── VORLIEGENDE DATENSÄTZE ──

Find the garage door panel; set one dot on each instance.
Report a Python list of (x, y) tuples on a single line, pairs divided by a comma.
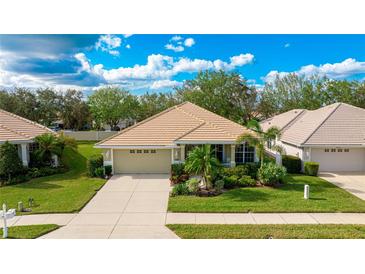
[(126, 162), (354, 160)]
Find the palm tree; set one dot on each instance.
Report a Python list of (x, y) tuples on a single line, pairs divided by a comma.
[(201, 161), (47, 146), (258, 138)]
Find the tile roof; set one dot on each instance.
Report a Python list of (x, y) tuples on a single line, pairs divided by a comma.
[(182, 123), (336, 124), (16, 128)]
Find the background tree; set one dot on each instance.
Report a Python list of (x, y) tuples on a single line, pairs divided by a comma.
[(110, 105), (10, 163), (74, 111), (259, 138), (226, 94)]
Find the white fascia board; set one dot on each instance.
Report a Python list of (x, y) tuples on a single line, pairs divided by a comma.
[(136, 147), (218, 142)]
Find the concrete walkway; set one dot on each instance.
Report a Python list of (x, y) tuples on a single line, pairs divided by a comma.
[(128, 206), (353, 182)]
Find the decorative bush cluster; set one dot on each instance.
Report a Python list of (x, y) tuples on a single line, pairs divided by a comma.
[(292, 164), (94, 165), (271, 174), (311, 168)]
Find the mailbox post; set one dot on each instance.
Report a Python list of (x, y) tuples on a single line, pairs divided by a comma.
[(6, 215)]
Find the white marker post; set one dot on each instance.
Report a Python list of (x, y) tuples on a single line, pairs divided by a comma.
[(306, 192), (6, 215)]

───

* [AUFGABENSTELLUNG]: Ordnen Sie sämtliche obigen Datensätze als CSV mit den beiden Spalten „eingabe“ und „ausgabe“ an, je eine Zeile pro Datensatz mit dem Text und der zugehörigen Antwort, jedes Feld in Anführungszeichen und Zeilenumbrüche durch Leerzeichen ersetzt. Lassen Sie die Bilder dabei weg.

* [LÖSUNG]:
eingabe,ausgabe
"Find the garage door panel; set one dot on each instance. Report a Python list of (x, y) tuples on a single line, pairs divided by a comma.","[(126, 162), (354, 160)]"
"Find the palm tree; set one dot on each instance. Report a Python list of (x, y) tuples on a single line, pairs divided by a comma.","[(201, 161), (47, 146), (258, 138)]"
"Find the tile roof; set one dot on each instance. Report a Python list of (x, y) tuples on a single line, pairs divided by a comma.","[(182, 123), (336, 124), (16, 128)]"
"Find the background tree; set one dot on each instance. Report a Python list of (x, y) tuples on a single line, pairs divided by a comma.","[(110, 105), (10, 163), (74, 111), (259, 138), (226, 94)]"
"Find the white fascia board; set one dot on each instance. Report a Python list of (x, y) tuples on a single line, pairs divided by a comma.","[(136, 147), (218, 142)]"
"Find the concrete walkway; set one dot on each instance. Report a Python list of (x, y) tuples on a single line, pairs divided by a comma.","[(128, 206), (353, 182)]"
"Find the decorative bush cluster; set one dot on each instance. Report a Python list of (x, y) tuples on a single line, pairs divided by a comma.","[(292, 164), (94, 165), (271, 174), (311, 168)]"
"Find the mailbox post; set one dot on each instance. Report a Python list of (x, y) tuples on a single line, pairs divided by a comma.","[(6, 215)]"
"Find the white marker post; set one dot on each instance. Report a Python list of (x, y) tuples on a single line, pairs divided by a comma.","[(306, 192), (6, 215)]"